History

United States
- Name: USS Chickadee
- Namesake: chickadee
- Builder: Defoe Shipbuilding Company, Bay City, Michigan
- Laid down: 1942
- Launched: 20 July 1942
- Commissioned: 9 November 1943
- Decommissioned: 15 May 1946
- Reclassified: MSF-59, 7 February 1965
- Honours and awards: 2 battle stars (World War II); American Campaign Medal; European-African-Middle Eastern Campaign Medal (2); World War II Victory Medal;
- Fate: Transferred to Uruguay, 18 August 1966
- Stricken: 1 August 1976

History

Uruguay
- Name: ROU Comandante Pedro Campbell
- Acquired: 18 August 1966
- Decommissioned: 18 March 2003
- Stricken: 12 December 2003
- Fate: Scrapped, 2005

General characteristics
- Class & type: Auk-class minesweeper
- Displacement: 890 long tons (904 t)
- Length: 221 ft 3 in (67.44 m)
- Beam: 32 ft (9.8 m)
- Draft: 10 ft 9 in (3.28 m)
- Speed: 18 knots (33 km/h; 21 mph)
- Complement: 100 officers and enlisted
- Armament: 1 × 3"/50 caliber gun; 2 × 40 mm guns; 2 × Oerlikon 20 mm cannons; 2 × depth charge tracks;

= USS Chickadee =

Minesweeper of the United States Navy

USS Chickadee (AM-59) was an of the United States Navy, named after the chickadee, the name given to several small passerine birds which appear in North America.
■ ■ ■ ■
Reproduce word for word the part of the USS Chickadee text that begins at the words "- Length: 221" and stops after "in North America.".

▶ SUPPLIED INFORMATION
■ ■ ■ ■
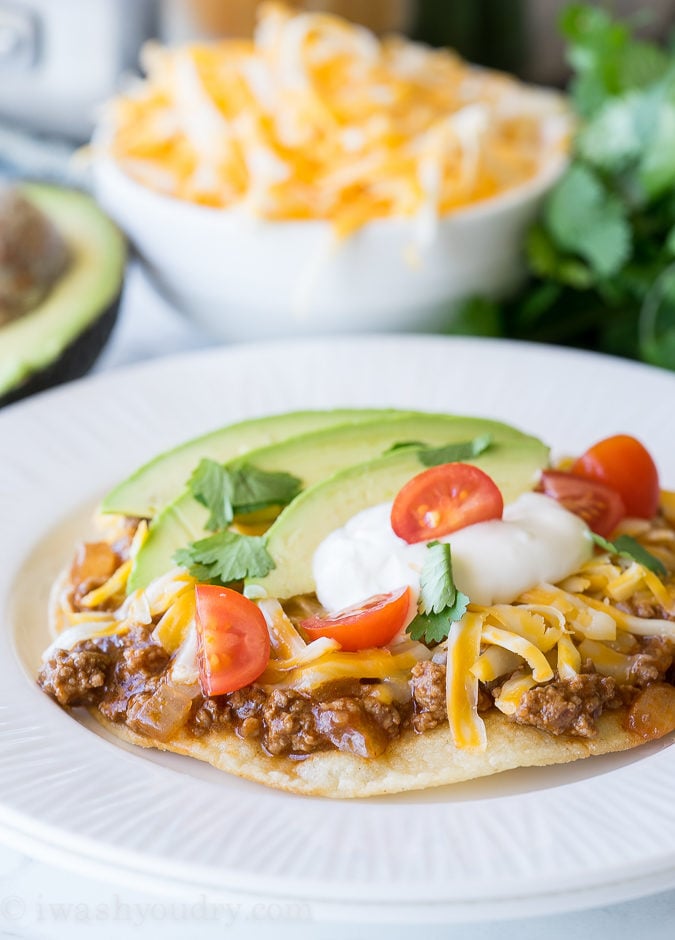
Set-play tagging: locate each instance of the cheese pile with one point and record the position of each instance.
(317, 119)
■ ■ ■ ■
▶ EXERCISE OUTPUT
- Length: 221 ft 3 in (67.44 m)
- Beam: 32 ft (9.8 m)
- Draft: 10 ft 9 in (3.28 m)
- Speed: 18 knots (33 km/h; 21 mph)
- Complement: 100 officers and enlisted
- Armament: 1 × 3"/50 caliber gun; 2 × 40 mm guns; 2 × Oerlikon 20 mm cannons; 2 × depth charge tracks;

= USS Chickadee =

Minesweeper of the United States Navy

USS Chickadee (AM-59) was an of the United States Navy, named after the chickadee, the name given to several small passerine birds which appear in North America.